**To do**
Could you rewrite all of the records below, changing "pixel ints" to "integer pixel values" wherever it occurs and leaving everything else untouched?
## begin Stored records
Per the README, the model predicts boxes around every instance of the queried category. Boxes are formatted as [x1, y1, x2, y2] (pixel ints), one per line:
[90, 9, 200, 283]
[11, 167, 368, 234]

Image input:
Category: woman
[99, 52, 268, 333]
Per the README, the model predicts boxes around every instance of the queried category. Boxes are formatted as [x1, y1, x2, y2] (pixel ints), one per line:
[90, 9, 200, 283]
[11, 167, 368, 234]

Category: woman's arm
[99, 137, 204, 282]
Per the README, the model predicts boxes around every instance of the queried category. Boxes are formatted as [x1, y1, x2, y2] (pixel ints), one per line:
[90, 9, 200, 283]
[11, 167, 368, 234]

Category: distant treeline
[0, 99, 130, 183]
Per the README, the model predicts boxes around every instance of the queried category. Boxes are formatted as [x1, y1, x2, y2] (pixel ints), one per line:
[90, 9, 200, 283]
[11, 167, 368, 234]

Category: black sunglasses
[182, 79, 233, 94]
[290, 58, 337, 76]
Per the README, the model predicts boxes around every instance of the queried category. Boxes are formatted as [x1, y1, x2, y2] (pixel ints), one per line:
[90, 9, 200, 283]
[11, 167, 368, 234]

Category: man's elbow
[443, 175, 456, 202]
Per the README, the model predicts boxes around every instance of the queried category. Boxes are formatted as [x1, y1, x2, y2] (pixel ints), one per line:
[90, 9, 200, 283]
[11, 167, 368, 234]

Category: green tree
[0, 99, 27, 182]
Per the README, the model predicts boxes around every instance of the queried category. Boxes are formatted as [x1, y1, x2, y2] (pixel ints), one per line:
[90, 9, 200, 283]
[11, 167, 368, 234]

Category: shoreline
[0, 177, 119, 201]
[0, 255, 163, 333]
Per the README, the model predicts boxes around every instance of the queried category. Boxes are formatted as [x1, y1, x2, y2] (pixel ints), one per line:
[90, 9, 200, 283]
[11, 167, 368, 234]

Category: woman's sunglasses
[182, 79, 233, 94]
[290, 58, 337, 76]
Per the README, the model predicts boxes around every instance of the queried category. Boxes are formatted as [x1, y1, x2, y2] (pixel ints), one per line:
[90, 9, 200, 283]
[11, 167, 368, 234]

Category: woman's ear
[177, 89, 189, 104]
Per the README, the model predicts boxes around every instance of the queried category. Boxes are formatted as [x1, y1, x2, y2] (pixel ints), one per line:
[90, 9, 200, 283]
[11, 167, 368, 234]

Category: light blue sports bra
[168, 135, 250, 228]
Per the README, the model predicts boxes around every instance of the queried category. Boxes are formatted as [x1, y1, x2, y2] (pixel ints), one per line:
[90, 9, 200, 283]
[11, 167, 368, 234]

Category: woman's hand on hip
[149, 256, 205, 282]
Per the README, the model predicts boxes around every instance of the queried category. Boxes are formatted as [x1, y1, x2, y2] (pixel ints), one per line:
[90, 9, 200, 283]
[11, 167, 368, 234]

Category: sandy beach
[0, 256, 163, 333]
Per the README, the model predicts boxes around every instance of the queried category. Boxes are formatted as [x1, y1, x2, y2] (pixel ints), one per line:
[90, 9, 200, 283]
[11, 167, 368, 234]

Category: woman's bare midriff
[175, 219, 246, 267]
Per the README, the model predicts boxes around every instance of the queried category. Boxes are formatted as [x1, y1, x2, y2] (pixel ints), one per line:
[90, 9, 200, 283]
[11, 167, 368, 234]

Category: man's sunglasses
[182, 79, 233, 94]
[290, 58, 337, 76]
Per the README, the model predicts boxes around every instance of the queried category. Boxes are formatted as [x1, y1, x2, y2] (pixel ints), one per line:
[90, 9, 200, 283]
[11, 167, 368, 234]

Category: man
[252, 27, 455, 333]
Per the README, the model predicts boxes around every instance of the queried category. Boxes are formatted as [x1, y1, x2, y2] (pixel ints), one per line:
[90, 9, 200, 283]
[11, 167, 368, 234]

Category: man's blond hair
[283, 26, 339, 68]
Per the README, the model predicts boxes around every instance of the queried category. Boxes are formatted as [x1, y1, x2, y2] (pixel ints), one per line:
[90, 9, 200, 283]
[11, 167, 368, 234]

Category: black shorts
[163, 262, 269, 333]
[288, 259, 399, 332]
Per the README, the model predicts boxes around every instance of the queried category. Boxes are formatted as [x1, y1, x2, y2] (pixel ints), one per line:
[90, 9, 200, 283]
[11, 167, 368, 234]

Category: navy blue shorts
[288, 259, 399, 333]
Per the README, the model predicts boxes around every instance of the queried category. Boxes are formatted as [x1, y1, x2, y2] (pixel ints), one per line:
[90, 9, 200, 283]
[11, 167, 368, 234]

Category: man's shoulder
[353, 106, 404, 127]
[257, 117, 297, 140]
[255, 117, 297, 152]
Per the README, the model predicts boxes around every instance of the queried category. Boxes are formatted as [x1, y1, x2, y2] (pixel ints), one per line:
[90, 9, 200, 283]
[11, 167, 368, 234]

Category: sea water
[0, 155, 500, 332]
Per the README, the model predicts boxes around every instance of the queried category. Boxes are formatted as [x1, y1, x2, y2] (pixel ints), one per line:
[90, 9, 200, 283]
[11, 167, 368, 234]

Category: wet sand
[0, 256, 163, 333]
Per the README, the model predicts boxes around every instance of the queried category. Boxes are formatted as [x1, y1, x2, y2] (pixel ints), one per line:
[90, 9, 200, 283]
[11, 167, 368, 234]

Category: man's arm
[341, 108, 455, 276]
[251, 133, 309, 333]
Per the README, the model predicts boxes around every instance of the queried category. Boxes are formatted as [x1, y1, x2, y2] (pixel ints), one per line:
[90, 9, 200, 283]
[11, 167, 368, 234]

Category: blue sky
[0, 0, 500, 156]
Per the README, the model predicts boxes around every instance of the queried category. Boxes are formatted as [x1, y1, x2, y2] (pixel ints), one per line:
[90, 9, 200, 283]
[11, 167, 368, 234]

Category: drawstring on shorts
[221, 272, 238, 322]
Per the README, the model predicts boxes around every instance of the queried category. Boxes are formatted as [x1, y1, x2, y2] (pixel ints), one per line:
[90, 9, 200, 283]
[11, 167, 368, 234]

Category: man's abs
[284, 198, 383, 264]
## end Stored records
**Task answer**
Per the README, the model predicts boxes around every instance of the queried category. Boxes are formatted as [x1, y1, x2, y2] (integer pixel values), one per line:
[90, 9, 200, 283]
[11, 167, 368, 234]

Image input:
Category: woman
[99, 52, 268, 333]
Per the README, the model predicts boxes around every instance of the queried category. Boxes are formatted as [x1, y1, x2, y2] (integer pixel values), one per line:
[90, 9, 200, 283]
[11, 167, 368, 234]

Category: woman's arm
[99, 137, 204, 282]
Per the README, the model predicts boxes around every instance of the queried category. Boxes are formatted as [x1, y1, x2, y2] (integer pixel values), one per line:
[90, 9, 200, 283]
[11, 167, 368, 234]

Category: distant treeline
[0, 99, 130, 183]
Per the README, the model predicts boxes around every instance of the queried category. Boxes are formatted as [x1, y1, x2, y2] (integer pixel values), one per line:
[90, 9, 200, 283]
[11, 167, 368, 234]

Category: black sunglasses
[182, 79, 233, 94]
[290, 58, 337, 76]
Per the README, the model predicts boxes around every instance of the queried category. Boxes are formatted as [x1, y1, x2, y2] (integer pixel values), one per line:
[90, 9, 200, 283]
[11, 167, 368, 234]

Category: man's elbow
[443, 175, 456, 202]
Per the README, the model predicts boxes around every instance of the queried category. Boxes are formatted as [x1, y1, x2, y2] (integer pixel values), one per line:
[90, 9, 200, 283]
[11, 167, 368, 234]

Category: green tree
[0, 99, 27, 182]
Per the README, the model predicts boxes around every instance of the queried category. Boxes are formatted as [x1, y1, x2, y2] (integer pixel values), one per line:
[90, 9, 200, 283]
[11, 167, 368, 234]

Category: shoreline
[0, 177, 119, 201]
[0, 255, 163, 333]
Per the README, the model predicts boxes around every instance of the queried category. Boxes are formatted as [x1, y1, x2, y2] (integer pixel values), one per line:
[90, 9, 200, 283]
[11, 167, 368, 234]

Category: woman's sunglasses
[182, 79, 233, 94]
[290, 58, 337, 76]
Per the README, the model predicts boxes around every instance of the queried category. Boxes are formatted as [x1, y1, x2, y2] (integer pixel values), one per line:
[90, 9, 200, 283]
[11, 167, 368, 234]

Category: woman's ear
[177, 89, 189, 104]
Per the README, the model predicts boxes around every instance of the queried category. Boxes are formatted as [x1, y1, x2, y2] (integer pixel values), one per line:
[90, 9, 200, 283]
[11, 167, 368, 234]

Category: light blue sports bra
[168, 135, 250, 228]
Per the README, the model predicts boxes around every instance of the queried category. Boxes are formatted as [x1, y1, x2, y2] (integer pixel values), one per line:
[90, 9, 200, 283]
[11, 167, 368, 234]

Category: woman's hand on hip
[149, 256, 205, 282]
Per the README, the model predicts boxes around every instance of the queried category. Boxes are formatted as [x1, y1, x2, y2] (integer pixel values), one per line:
[90, 9, 200, 283]
[11, 167, 368, 234]

Category: sandy beach
[0, 256, 163, 333]
Per the README, the model predicts boxes around every instance of the queried category. Boxes are formatted as [x1, y1, x2, y2] (integer pixel values), one per line:
[90, 9, 200, 283]
[11, 167, 368, 234]

Category: woman's bare midriff
[175, 219, 246, 267]
Per the README, the model predicts boxes around every instance of the queried category. Boxes are formatted as [x1, y1, x2, y2] (integer pixel values), one per line:
[90, 9, 200, 283]
[11, 167, 368, 234]

Category: man's sunglasses
[182, 79, 233, 94]
[290, 58, 337, 76]
Per the README, the model predicts boxes around every instance of the queried category. Boxes are formatted as [x1, y1, x2, y2] (integer pixel values), one per line:
[90, 9, 200, 283]
[11, 167, 368, 234]

Category: man
[252, 27, 455, 333]
Per the README, the model predicts boxes around every instance of the queried category. Boxes are formatted as [x1, y1, x2, y2] (integer pixel values), one per line:
[90, 9, 200, 283]
[11, 167, 368, 234]

Category: man's blond hair
[283, 26, 339, 68]
Per the README, the model predicts boxes around every instance of the queried category. Boxes are formatted as [x1, y1, x2, y2] (integer pixel values), one per line:
[90, 9, 200, 283]
[11, 167, 368, 234]

Category: black shorts
[163, 262, 269, 333]
[288, 259, 399, 332]
Per the README, the model predicts boxes around every instance of the queried category. Boxes are formatted as [x1, y1, x2, y2] (integer pixel values), one per line:
[90, 9, 200, 283]
[11, 167, 368, 234]

Category: navy blue shorts
[288, 259, 399, 333]
Per the README, the model predicts boxes around every instance of the queried category. Boxes are formatted as [x1, y1, x2, y2] (integer pixel values), one per line:
[90, 9, 200, 283]
[11, 167, 368, 234]

Category: man's shoulder
[353, 106, 404, 127]
[257, 117, 297, 140]
[255, 117, 297, 152]
Per the README, the model predicts boxes around every instance of the queried category. Boxes are formatted as [x1, y1, x2, y2] (integer pixel values), one per line:
[90, 9, 200, 283]
[11, 167, 368, 234]

Category: sea water
[0, 155, 500, 332]
Per the README, the model predicts boxes around every instance of the queried category. Boxes are formatted as [x1, y1, x2, y2] (integer pixel values), one per line:
[90, 9, 200, 283]
[11, 167, 368, 234]

Category: wet sand
[0, 256, 163, 333]
Per the README, the model predicts boxes around every instance of the queried category. Boxes are formatted as [x1, y1, x2, y2] (integer pixel values), one per line:
[90, 9, 200, 283]
[11, 167, 368, 234]

Category: man's arm
[341, 108, 455, 276]
[251, 133, 309, 333]
Per the README, the model predicts boxes around every instance of the queried category. Boxes are formatted as [x1, y1, x2, y2] (integer pixel values), one per line:
[90, 9, 200, 283]
[11, 167, 368, 234]

Category: blue sky
[0, 0, 500, 156]
Per the README, the model predicts boxes around every instance of the queried category. Boxes are formatted as [x1, y1, x2, y2] (integer pixel values), one per line:
[90, 9, 200, 283]
[11, 167, 368, 234]

Category: drawstring on shorts
[221, 272, 238, 322]
Per the README, the model predicts boxes around every instance of the queried category. Boxes are formatted as [x1, y1, x2, y2] (integer pixel values), one per line:
[90, 9, 200, 283]
[11, 167, 368, 234]

Category: man's abs
[284, 198, 383, 264]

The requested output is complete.